◆ What this task involves ◆
Set out every line of the records below as a Markdown table with the columns "Row" and "Line", numbering the rows and leaving out blank lines and the pictures.

◆ Data in this exercise ◆
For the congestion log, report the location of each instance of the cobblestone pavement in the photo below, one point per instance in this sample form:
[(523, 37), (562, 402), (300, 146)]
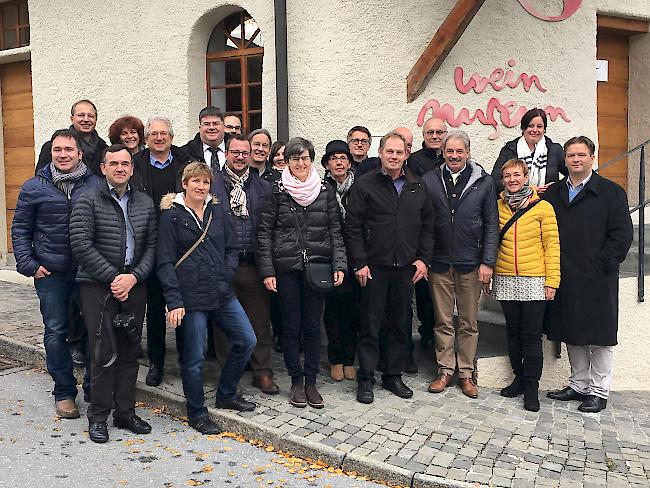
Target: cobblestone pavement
[(489, 441)]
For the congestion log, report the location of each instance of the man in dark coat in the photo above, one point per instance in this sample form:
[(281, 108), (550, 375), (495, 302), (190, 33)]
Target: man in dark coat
[(388, 231), (466, 241), (430, 156), (41, 241), (83, 116), (113, 237), (243, 193), (157, 171), (595, 234)]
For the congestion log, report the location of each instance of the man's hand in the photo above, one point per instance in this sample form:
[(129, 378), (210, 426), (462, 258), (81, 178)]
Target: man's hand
[(121, 286), (175, 317), (484, 273), (420, 270), (41, 272), (271, 283), (338, 277), (549, 293), (363, 275)]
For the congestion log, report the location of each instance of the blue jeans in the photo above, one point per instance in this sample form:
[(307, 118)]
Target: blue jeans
[(191, 340), (55, 292)]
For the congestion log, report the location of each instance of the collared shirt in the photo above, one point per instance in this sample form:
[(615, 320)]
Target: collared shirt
[(158, 164), (574, 190), (221, 154), (397, 182), (123, 202)]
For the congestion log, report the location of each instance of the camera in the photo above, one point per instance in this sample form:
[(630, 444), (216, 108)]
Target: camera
[(126, 321)]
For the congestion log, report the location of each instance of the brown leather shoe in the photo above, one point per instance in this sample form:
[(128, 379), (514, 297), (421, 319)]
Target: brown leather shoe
[(66, 409), (468, 387), (266, 384), (440, 383)]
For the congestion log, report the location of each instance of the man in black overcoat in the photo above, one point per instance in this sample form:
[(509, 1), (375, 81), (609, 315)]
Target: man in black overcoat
[(595, 234)]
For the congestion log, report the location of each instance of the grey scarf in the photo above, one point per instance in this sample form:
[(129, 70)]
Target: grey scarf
[(519, 199), (66, 181)]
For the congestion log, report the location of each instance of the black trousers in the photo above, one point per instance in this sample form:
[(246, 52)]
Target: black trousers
[(114, 385), (156, 326), (389, 288), (342, 321), (525, 322)]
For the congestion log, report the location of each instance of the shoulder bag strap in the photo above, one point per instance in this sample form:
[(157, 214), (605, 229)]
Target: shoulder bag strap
[(514, 218), (196, 244)]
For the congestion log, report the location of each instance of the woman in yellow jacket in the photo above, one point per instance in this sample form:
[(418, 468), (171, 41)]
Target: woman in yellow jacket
[(526, 275)]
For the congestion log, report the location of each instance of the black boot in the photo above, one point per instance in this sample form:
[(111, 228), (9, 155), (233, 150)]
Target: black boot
[(514, 389)]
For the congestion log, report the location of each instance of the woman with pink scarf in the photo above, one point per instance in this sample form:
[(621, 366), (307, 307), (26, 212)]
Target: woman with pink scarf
[(300, 222)]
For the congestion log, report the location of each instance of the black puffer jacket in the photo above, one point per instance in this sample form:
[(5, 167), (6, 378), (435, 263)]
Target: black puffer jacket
[(470, 236), (202, 281), (555, 163), (281, 240), (98, 235), (383, 228)]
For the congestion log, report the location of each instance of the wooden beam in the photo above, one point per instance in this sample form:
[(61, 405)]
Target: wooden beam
[(442, 43), (620, 25)]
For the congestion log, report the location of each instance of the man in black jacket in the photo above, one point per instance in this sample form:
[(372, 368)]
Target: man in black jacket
[(466, 242), (430, 156), (389, 227), (243, 193), (157, 171), (83, 116), (113, 237), (208, 144)]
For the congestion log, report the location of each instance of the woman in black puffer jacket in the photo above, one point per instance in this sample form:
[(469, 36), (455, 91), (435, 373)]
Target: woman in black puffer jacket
[(300, 219)]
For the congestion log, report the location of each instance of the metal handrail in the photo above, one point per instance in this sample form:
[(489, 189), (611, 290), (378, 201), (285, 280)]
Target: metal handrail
[(639, 208)]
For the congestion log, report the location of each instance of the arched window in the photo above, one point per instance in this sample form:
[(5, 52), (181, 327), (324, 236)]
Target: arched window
[(234, 68)]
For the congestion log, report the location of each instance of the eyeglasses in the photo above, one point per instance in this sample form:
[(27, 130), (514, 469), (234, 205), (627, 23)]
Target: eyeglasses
[(363, 142), (342, 158), (261, 144), (297, 159)]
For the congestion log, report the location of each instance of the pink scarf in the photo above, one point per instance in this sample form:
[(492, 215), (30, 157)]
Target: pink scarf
[(303, 192)]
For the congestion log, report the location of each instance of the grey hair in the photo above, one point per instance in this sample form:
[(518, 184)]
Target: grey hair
[(158, 118), (456, 134), (390, 135), (260, 131), (296, 146)]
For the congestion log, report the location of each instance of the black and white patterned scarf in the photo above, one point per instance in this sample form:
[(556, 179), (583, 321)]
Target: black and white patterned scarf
[(66, 181), (237, 193)]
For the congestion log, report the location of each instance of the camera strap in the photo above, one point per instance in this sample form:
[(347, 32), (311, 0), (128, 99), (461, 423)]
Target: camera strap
[(196, 244)]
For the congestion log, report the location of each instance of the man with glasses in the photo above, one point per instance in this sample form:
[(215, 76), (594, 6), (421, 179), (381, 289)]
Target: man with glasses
[(260, 140), (430, 156), (245, 193), (113, 238), (232, 124), (208, 145), (157, 171)]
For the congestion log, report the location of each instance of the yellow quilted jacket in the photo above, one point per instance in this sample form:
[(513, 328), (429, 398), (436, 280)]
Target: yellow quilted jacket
[(531, 246)]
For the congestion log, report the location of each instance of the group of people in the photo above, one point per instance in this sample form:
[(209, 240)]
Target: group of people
[(233, 240)]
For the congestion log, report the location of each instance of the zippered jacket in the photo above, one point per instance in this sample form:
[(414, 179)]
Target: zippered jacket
[(98, 235), (40, 231), (468, 236), (531, 246)]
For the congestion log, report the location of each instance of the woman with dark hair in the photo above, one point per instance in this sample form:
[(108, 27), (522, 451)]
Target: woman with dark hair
[(300, 224), (544, 158), (527, 274), (128, 131)]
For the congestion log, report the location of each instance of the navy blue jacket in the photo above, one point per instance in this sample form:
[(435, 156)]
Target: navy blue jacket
[(257, 191), (40, 232), (468, 236), (202, 281)]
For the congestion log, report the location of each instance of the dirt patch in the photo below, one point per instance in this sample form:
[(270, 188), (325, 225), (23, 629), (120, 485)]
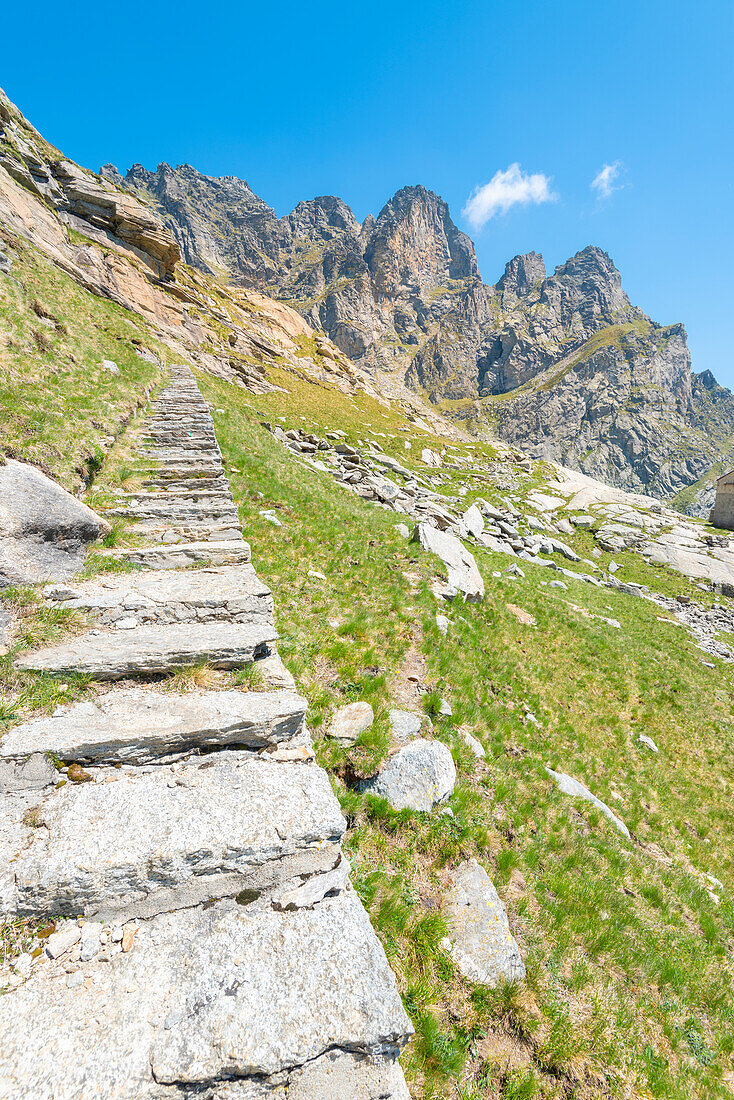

◆ Worked solution ◆
| Row | Line |
|---|---|
| 1 | For the congestion log, report the location of each instance of the cobblestone pavement in the photo below, one point per instance in this sample form: |
| 2 | [(523, 37), (562, 402), (300, 146)] |
| 3 | Target: cobblestone pavement |
| 4 | [(489, 441)] |
| 5 | For the congestion log, report the location of each instance of the man in dark coat in the photo above, one point per instance in this sample form: |
| 6 | [(281, 108), (550, 375), (495, 302), (190, 33)] |
| 7 | Target: man in dark coat |
| 8 | [(388, 231), (466, 241), (430, 156), (41, 241), (83, 116), (113, 237), (243, 193), (157, 171), (595, 234)] |
| 9 | For the congestion log, report the location of each instance of the man's hand in the photo above, one point per instance in this sample form: |
| 10 | [(129, 378), (210, 426), (462, 258), (81, 178)] |
| 11 | Target: man's hand |
| 12 | [(121, 286), (175, 317), (484, 273), (420, 270), (41, 272), (271, 283), (338, 277), (549, 293), (363, 275)] |
| 13 | For the congestion log, report the location of each instance of the blue jeans in the photo above, one point per instance in this sample form: |
| 14 | [(307, 118)] |
| 15 | Target: blue jeans |
| 16 | [(191, 340), (55, 292)] |
| 17 | For the congestion log, report the location of each instance of the collared shirt in the photo above, one point per instance in this sample form: |
| 18 | [(615, 320)] |
| 19 | Target: collared shirt |
| 20 | [(158, 164), (574, 190), (221, 154), (397, 182), (123, 202)] |
| 21 | For the congestion log, report the location of each instance of the camera in the photo above, one point per instance in this sample form: |
| 22 | [(630, 444), (216, 108)] |
| 23 | Target: camera |
| 24 | [(126, 321)] |
| 25 | For the congestion log, report the location of each instance of the brown leather shoe in the photo above, one point per instance in this sample form: |
| 26 | [(128, 379), (514, 297), (421, 319)] |
| 27 | Target: brown leather shoe |
| 28 | [(66, 409), (468, 387), (266, 384), (440, 383)] |
| 29 | For the congestion log, report the location of each instance of the man in black overcoat in the photo above, one point per instance in this sample form: |
| 30 | [(509, 1), (375, 81), (609, 315)] |
| 31 | Target: man in black overcoat |
| 32 | [(595, 234)] |
| 33 | For the congestion log, report the location of each instance of the grey scarf in the photo above, one point per instance in this sample form: |
| 34 | [(129, 70)] |
| 35 | Target: grey scarf |
| 36 | [(519, 199), (66, 181)] |
| 37 | For the congestion log, report the location of each instance of the black trousers in the photo above, one point per instance in this sample form: |
| 38 | [(246, 52)] |
| 39 | Target: black trousers |
| 40 | [(114, 385), (156, 326), (389, 288), (342, 321), (525, 322)] |
| 41 | For the congestion log, report the location of each instance of the shoulder bag strap in the photo above, one point per instance in this sample form: |
| 42 | [(157, 214), (605, 229)] |
| 43 | Target: shoulder bag strap |
| 44 | [(514, 218), (196, 244)] |
| 45 | For the congestion log, report the location of each instance of the woman in yellow jacket in the photo above, one point per instance in this sample form: |
| 46 | [(418, 468), (171, 41)] |
| 47 | Target: woman in yellow jacket |
| 48 | [(526, 275)] |
| 49 | For the congestion log, report the location of each instance of the black boot in the photo above, one point per instance in this sample form: |
| 50 | [(111, 228), (9, 155), (233, 150)] |
| 51 | Target: black boot |
| 52 | [(514, 389)] |
| 53 | For the congestion log, report the location of each instance of the woman with pink scarf in the photo above, one point per instance in this sample form: |
| 54 | [(621, 366), (307, 307), (26, 212)] |
| 55 | Target: woman with pink scarf |
| 56 | [(300, 222)] |
| 57 | For the congestion log, report the location of each instance of the black puffer jacket in the photo above, one point per instance in this sample form: |
| 58 | [(5, 167), (6, 378), (435, 263)] |
| 59 | Target: black puffer jacket |
| 60 | [(470, 236), (202, 281), (555, 163), (281, 240), (98, 235), (383, 228)] |
| 61 | For the congestion log, report the location of each instance of the wooden beam in the photo above, one point per instance in this sample form: |
| 62 | [(61, 405)] |
| 63 | Target: wooden beam |
| 64 | [(442, 43), (620, 25)] |
| 65 | For the congestion log, report the location of each instance of the man in black jacket in the photo above, one point per instance in this sample form: |
| 66 | [(372, 368)] |
| 67 | Target: man in black jacket |
| 68 | [(466, 242), (430, 156), (389, 227), (243, 193), (157, 171), (83, 116), (113, 237), (208, 144)] |
| 69 | For the congestion log, report the location of each instance of the woman in black puffer jacket in the photo above, one point per instance in this sample form: |
| 70 | [(469, 36), (455, 91), (435, 373)] |
| 71 | Target: woman in black puffer jacket |
| 72 | [(300, 219)] |
| 73 | For the congestion log, report the location of each instance of the metal handrail in the photo above, one point per instance in this sample form: |
| 74 | [(489, 189), (611, 290), (378, 201), (285, 280)] |
| 75 | Target: metal handrail |
| 76 | [(639, 208)] |
| 77 | For the congestion log, report the location of each instance of the arched window in the photo above, one point per instance in this sample form: |
| 78 | [(5, 52), (181, 327), (324, 236)] |
| 79 | Target: arched window |
| 80 | [(234, 68)] |
| 81 | For the congestion log, report the location of each instance of the eyeglasses in the photo above, one point per instance in this sample form: |
| 82 | [(27, 130), (514, 469), (234, 205), (627, 23)] |
| 83 | Target: eyeglasses |
| 84 | [(363, 142), (342, 158), (261, 144), (297, 159)] |
| 85 | For the congestion log, report the location of each instance of the pink scarf in the photo above, one point per instance in this sample form: |
| 86 | [(492, 215), (30, 157)] |
| 87 | Target: pink scarf |
| 88 | [(303, 192)] |
| 89 | For the congestion log, report the location of each instance of the grey hair in the photo above, one point per instance in this sample form: |
| 90 | [(518, 184)] |
| 91 | Target: grey hair |
| 92 | [(158, 118), (456, 134), (390, 135), (260, 131), (296, 146)] |
| 93 | For the congestion log, report the location of each instance of the black and white patterned scarf in the photo above, one point per instance in this sample form: |
| 94 | [(556, 179), (583, 321)] |
| 95 | Target: black and white patterned scarf |
| 96 | [(66, 181), (237, 193)] |
| 97 | For the congestion log, report the location of each instance of the camera strap in the photo above, one point per instance in this sample form: |
| 98 | [(347, 32), (311, 0), (128, 99), (461, 423)] |
| 99 | Target: camera strap |
| 100 | [(196, 244)] |
| 101 | For the congestion log, report the location of each instance of the man with glasses in the photo above, one point per instance in this sample form: |
| 102 | [(215, 76), (594, 6), (421, 179), (381, 289)] |
| 103 | Target: man with glasses |
| 104 | [(260, 140), (430, 156), (245, 193), (113, 238), (232, 124), (208, 145), (157, 171)] |
| 105 | For the congestion log, report the location of each instance of the yellow quilted jacket in the photo above, one point per instance in this sample form: |
| 106 | [(513, 328), (429, 398), (436, 280)] |
| 107 | Target: yellow quilted jacket |
| 108 | [(531, 246)] |
| 109 | For the congestion log, report the location of each instance of the group of people in the photo above, one point per instance in this sample form: |
| 110 | [(209, 240)] |
| 111 | Target: group of people |
| 112 | [(233, 240)] |
| 113 | For the congestion log, report the location of each instance of the zippered jacket in the photo above, one point per instance in this sample form: |
| 114 | [(414, 179)] |
| 115 | Target: zippered jacket |
| 116 | [(98, 235), (40, 231), (468, 236), (531, 246)] |
| 117 | For the congestion log, report the location of each instance of the woman with dark hair in the photo above, one point per instance in this sample form: |
| 118 | [(108, 27), (522, 451)] |
| 119 | Target: woman with dark hair |
| 120 | [(300, 224), (544, 158), (527, 274), (128, 131)] |
| 121 | For the congestion log, report the location of each instance of the navy blue jacket in the photo above, one point per instance in this sample form: |
| 122 | [(435, 156)] |
| 123 | Target: navy blue jacket |
| 124 | [(257, 191), (40, 232), (468, 236), (202, 281)] |
| 125 | For the congestion log, report the location of each instance of the dirt patch in the photo below, one point per instance in this sample form: |
| 126 | [(270, 188), (325, 225), (23, 629), (120, 485)] |